### Texto fornecido
O contato que a senhora mantem com estes pacientes é antes, durante ou depois da confirmação?

Acompanho a partir do momento em que ele recebe o diagnóstico positivo. A Vigilância Epidemiológica fornece o resultado, comunica à família e daí então essa relação é comigo. A relação dos pacientes é passada para mim, entro em contato, passo a fazer um telemonitoramento. Acompanho a partir do diagnóstico até a alta.

Ninguém será mais o mesmo. As pessoas vão redimensionar as coisas, priorizar coisas que estavam esquecidas e deixar de dar importância a situações que não têm tanto valor assim. A sociedade, o ser humano, estava invertendo valores.

E qual a sensação deles deste primeiro contato com quem pode ajudar a salvar uma vida?

A teleconsulta já teve oficializada sua permissão neste período pelo Ministério da Saúde e pelo Cremeb (Conselho de Medicina). Então tento fazer de preferência a chamada de vídeo, especialmente na primeira consulta, para o paciente me ver e se sentir mais acolhido. Lógico que isso funciona para pacientes que têm acesso à internet. Os que não têm, faço uma chama normal de telefone.

Qual o primeiro impacto que eles apresentam neste contato?

Primeiro a preocupação com a própria saúde. Muitas notícias estão circulando. Algumas verdadeiras, outras não. O contato com o especialista acalma. Outro medo considerável é a possibilidade de contágio. Eles temem transmitir para os outros familiares, contactantes. E o terceiro medo é o medo de voltar para a sociedade no momento da alta. Isso tem sido muito marcante. O medo da aceitação das pessoas após o retorno ao convívio social.

Pessoas vão perder entes queridos, algumas cicatrizes serão mais fortes em algumas famílias mas, depois disso tudo, as pessoas vão sair melhores depois desta experiência.

A convivência com o drama das pessoas, com o medo da morte do outro lado da linha, o temor pela ressocialização... estas circunstâncias, estas realidades... o que isso tudo vai influenciar na profissional médica depois que tudo isso passar?

Muda muito. Não só na Fernanda médica mas na Fernanda pessoa, mãe, esposa, amiga. A necessidade de ter mais empatia, de tentar se colocar no lugar do outro antes de qualquer tipo de julgamento, a necessidade do acolhimento ao próximo, de estar mais atenta às necessidades do outro. A gente vai vivendo a vida individualmente e vai esquecendo do coletivo, da necessidade do outro.

### Instruções
A: Transcreva o trecho do texto fornecido que começa em "Ninguém será mais" e termina em "salvar uma vida?".
B: Segundo o texto fornecido, que tipo de chamada a médica tenta fazer de preferência, especialmente na primeira consulta?
Use somente o texto fornecido como fonte.

### Dados fornecidos
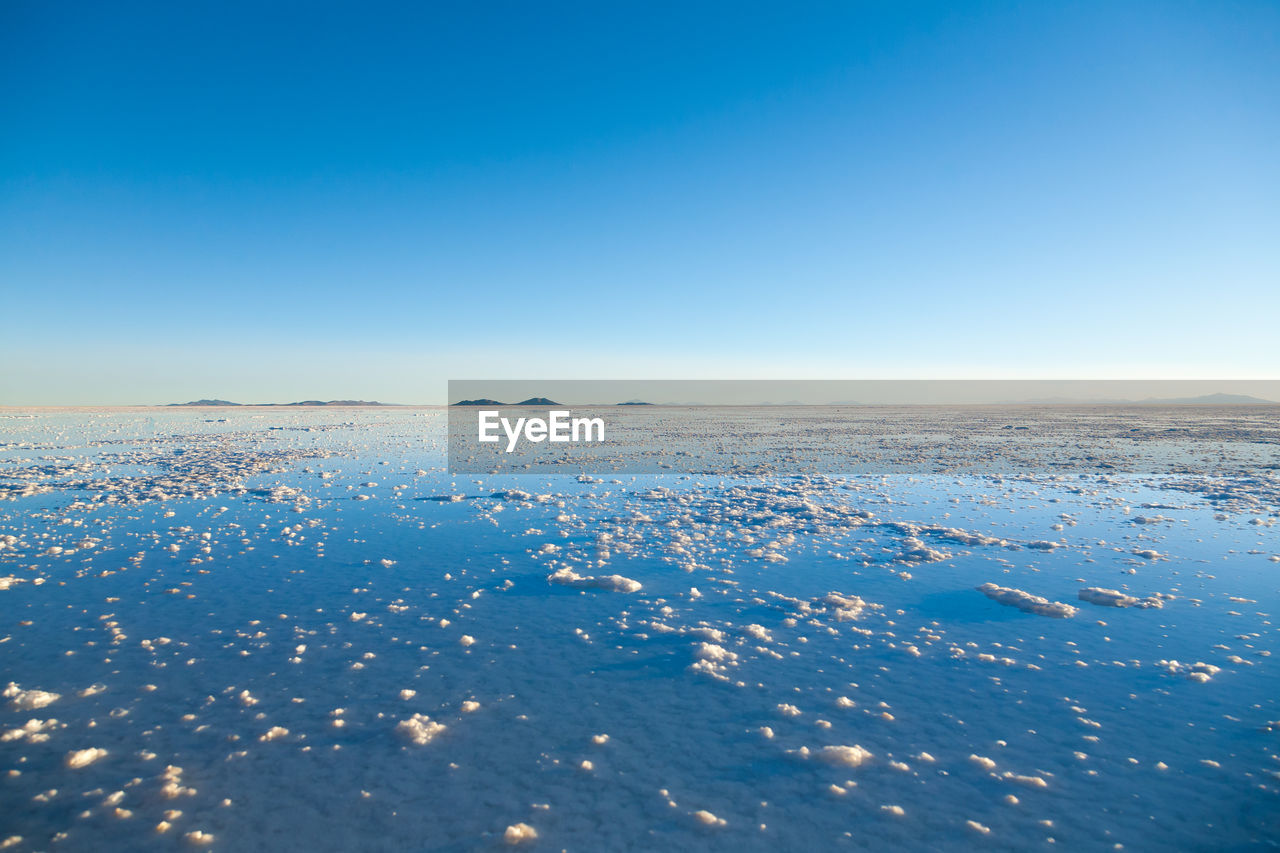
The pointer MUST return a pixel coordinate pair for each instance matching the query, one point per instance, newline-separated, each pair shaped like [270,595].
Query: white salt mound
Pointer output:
[566,576]
[519,834]
[846,756]
[419,729]
[1027,602]
[83,757]
[22,699]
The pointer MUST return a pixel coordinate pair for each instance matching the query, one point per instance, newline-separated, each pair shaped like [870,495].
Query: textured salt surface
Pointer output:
[295,630]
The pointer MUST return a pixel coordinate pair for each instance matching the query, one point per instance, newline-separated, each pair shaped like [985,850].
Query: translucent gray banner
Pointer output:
[858,427]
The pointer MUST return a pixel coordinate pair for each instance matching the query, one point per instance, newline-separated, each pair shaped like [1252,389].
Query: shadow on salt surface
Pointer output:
[965,606]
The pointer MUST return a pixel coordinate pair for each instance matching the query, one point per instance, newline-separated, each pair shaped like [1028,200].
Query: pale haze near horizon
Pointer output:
[205,204]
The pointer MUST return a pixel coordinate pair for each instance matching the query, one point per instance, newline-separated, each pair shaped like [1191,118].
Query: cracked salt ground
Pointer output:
[231,652]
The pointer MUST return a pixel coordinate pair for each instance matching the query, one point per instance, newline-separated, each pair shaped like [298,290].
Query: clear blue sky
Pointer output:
[298,200]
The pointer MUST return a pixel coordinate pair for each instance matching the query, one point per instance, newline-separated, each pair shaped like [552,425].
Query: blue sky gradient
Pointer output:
[316,200]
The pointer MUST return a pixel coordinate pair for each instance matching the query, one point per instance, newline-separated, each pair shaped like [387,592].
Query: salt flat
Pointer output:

### Respostas
A:
Ninguém será mais o mesmo. As pessoas vão redimensionar as coisas, priorizar coisas que estavam esquecidas e deixar de dar importância a situações que não têm tanto valor assim. A sociedade, o ser humano, estava invertendo valores.

E qual a sensação deles deste primeiro contato com quem pode ajudar a salvar uma vida?

B: A chamada de vídeo.